**Source text**.
I got the video to work easily, but I spent a long time trying to get the audio under control and failed; I even installed a virtual audio router but had no success – I couldn’t get the audio from the clip into Zoom, even though OBS showed that input as active.

I finally gave up, which is ironic since I’m using clips from Galaxy Quest!

Pandemic Journal, Day 614

A few days ago, I wrote about optimizing the process of extracting short segments from a video file to avoid having to copy the entire source video. My improvement was simple, elegant, and wrong – when I looked at the video I created, it didn’t start where I expected; it started and ended early every time. I “fixed” the problem by telling the program to add a little time at the end and by using QuickTime to trim the video by hand, but that seemed silly.

**Items from a data source**.
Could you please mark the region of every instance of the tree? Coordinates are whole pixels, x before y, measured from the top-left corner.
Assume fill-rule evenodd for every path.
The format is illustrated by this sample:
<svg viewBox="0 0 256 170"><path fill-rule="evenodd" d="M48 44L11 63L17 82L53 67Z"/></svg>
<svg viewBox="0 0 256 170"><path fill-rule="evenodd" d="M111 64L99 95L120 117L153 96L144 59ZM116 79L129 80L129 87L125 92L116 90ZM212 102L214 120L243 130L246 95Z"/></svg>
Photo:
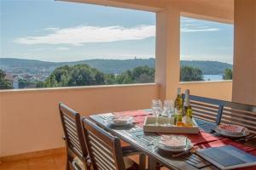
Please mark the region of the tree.
<svg viewBox="0 0 256 170"><path fill-rule="evenodd" d="M71 87L105 84L105 75L88 65L76 65L56 68L44 82L39 82L38 88Z"/></svg>
<svg viewBox="0 0 256 170"><path fill-rule="evenodd" d="M223 80L232 80L233 78L233 72L231 69L225 69L224 74L222 76Z"/></svg>
<svg viewBox="0 0 256 170"><path fill-rule="evenodd" d="M199 68L191 66L182 66L180 72L181 82L203 81L202 71Z"/></svg>
<svg viewBox="0 0 256 170"><path fill-rule="evenodd" d="M0 69L0 89L14 88L11 82L5 78L5 72Z"/></svg>
<svg viewBox="0 0 256 170"><path fill-rule="evenodd" d="M116 82L119 84L154 82L154 69L147 65L138 66L118 75Z"/></svg>

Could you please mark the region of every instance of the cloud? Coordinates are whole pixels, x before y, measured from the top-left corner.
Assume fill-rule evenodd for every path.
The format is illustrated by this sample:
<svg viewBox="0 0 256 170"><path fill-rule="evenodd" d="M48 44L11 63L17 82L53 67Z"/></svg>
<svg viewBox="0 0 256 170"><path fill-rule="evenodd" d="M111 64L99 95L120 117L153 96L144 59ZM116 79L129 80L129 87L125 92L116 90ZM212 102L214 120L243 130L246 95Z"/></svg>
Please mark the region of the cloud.
<svg viewBox="0 0 256 170"><path fill-rule="evenodd" d="M56 48L55 49L56 49L56 50L59 50L59 51L65 51L65 50L68 50L69 48L59 47L59 48Z"/></svg>
<svg viewBox="0 0 256 170"><path fill-rule="evenodd" d="M143 25L125 28L115 26L80 26L68 28L47 27L46 34L18 37L14 40L20 44L66 44L81 46L90 42L109 42L125 40L142 40L155 37L155 26ZM194 20L182 20L182 32L218 31L219 28ZM58 50L67 50L59 48Z"/></svg>
<svg viewBox="0 0 256 170"><path fill-rule="evenodd" d="M207 20L189 19L182 17L181 31L182 32L201 32L201 31L218 31L220 29L216 26L216 23Z"/></svg>
<svg viewBox="0 0 256 170"><path fill-rule="evenodd" d="M218 28L200 28L200 27L194 27L194 28L181 28L182 32L198 32L198 31L219 31Z"/></svg>
<svg viewBox="0 0 256 170"><path fill-rule="evenodd" d="M44 36L18 37L20 44L69 44L74 46L89 42L108 42L124 40L142 40L155 36L155 26L96 27L82 26L69 28L46 28L49 33Z"/></svg>

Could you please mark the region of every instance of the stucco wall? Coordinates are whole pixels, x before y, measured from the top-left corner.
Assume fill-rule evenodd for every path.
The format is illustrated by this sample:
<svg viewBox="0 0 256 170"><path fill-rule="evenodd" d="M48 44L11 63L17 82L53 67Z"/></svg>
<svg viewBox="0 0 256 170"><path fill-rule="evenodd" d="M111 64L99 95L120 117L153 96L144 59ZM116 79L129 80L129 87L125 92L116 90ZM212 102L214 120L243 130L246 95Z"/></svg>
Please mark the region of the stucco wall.
<svg viewBox="0 0 256 170"><path fill-rule="evenodd" d="M231 99L232 82L181 82L183 91ZM64 145L60 101L83 116L150 107L160 97L156 84L0 91L0 156Z"/></svg>
<svg viewBox="0 0 256 170"><path fill-rule="evenodd" d="M180 88L184 92L190 89L192 95L231 101L232 81L180 82Z"/></svg>
<svg viewBox="0 0 256 170"><path fill-rule="evenodd" d="M60 101L83 116L150 107L155 84L0 92L0 156L63 146Z"/></svg>

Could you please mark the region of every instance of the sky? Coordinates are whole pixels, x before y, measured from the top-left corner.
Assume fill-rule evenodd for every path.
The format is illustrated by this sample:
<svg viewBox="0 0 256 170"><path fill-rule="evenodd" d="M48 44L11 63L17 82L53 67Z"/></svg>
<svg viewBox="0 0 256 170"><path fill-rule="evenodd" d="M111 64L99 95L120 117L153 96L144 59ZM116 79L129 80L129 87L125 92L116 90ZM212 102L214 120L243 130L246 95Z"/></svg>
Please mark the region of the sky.
<svg viewBox="0 0 256 170"><path fill-rule="evenodd" d="M154 58L155 14L54 0L0 0L0 58ZM233 26L181 17L181 60L233 63Z"/></svg>

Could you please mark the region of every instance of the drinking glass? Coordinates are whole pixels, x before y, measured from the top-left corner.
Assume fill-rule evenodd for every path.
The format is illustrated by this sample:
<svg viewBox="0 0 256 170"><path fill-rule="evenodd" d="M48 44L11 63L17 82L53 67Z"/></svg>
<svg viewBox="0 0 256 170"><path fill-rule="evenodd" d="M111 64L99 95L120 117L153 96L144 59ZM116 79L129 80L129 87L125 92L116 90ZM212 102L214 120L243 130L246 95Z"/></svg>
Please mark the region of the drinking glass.
<svg viewBox="0 0 256 170"><path fill-rule="evenodd" d="M169 118L171 118L172 116L174 116L174 102L172 100L168 100L166 99L164 101L164 111L163 111L164 115ZM169 120L167 125L170 126L171 122L170 122L171 119Z"/></svg>
<svg viewBox="0 0 256 170"><path fill-rule="evenodd" d="M158 117L162 113L162 102L160 99L153 99L151 101L151 109L153 115L156 117L155 125L158 125Z"/></svg>

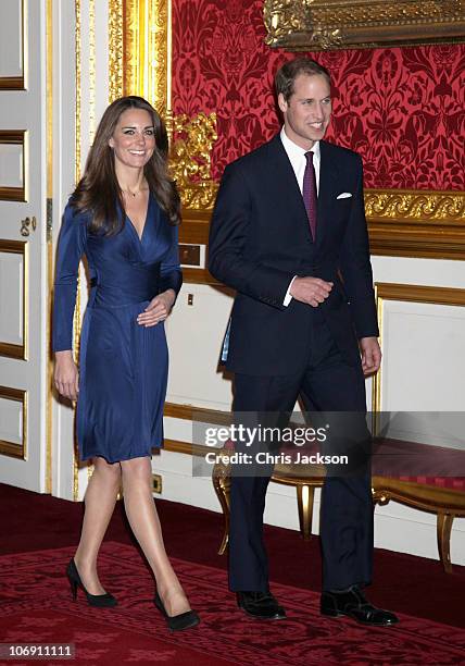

**List of tasks**.
a. List every software program named in the journal excerpt about video clips.
b. In the journal excerpt about video clips, what was wrong with the video created by the optimized extraction process?
c. Extend the journal excerpt about video clips, picking up after its final sentence.

**Answers to the exercise**.
a. Zoom, OBS, QuickTime

b. It started and ended early every time.

c.
Today I figured out the problem. I’d assumed that when I told ffmpeg to extract a piece of video starting at a particular time, it would do that – but it can’t. It has to back up to the most recent “key frame” in the video, so the starting point will be a little earlier than specified, which threw off the rest of the calculations in the script and gave me a trimmed video that started and ended too early.

So in the end, I wound up writing unnecessary (and ugly) code that did more processing than necessary to extract a clip that I still had to edit manually anyway.

Premature optimization is the root of all evil.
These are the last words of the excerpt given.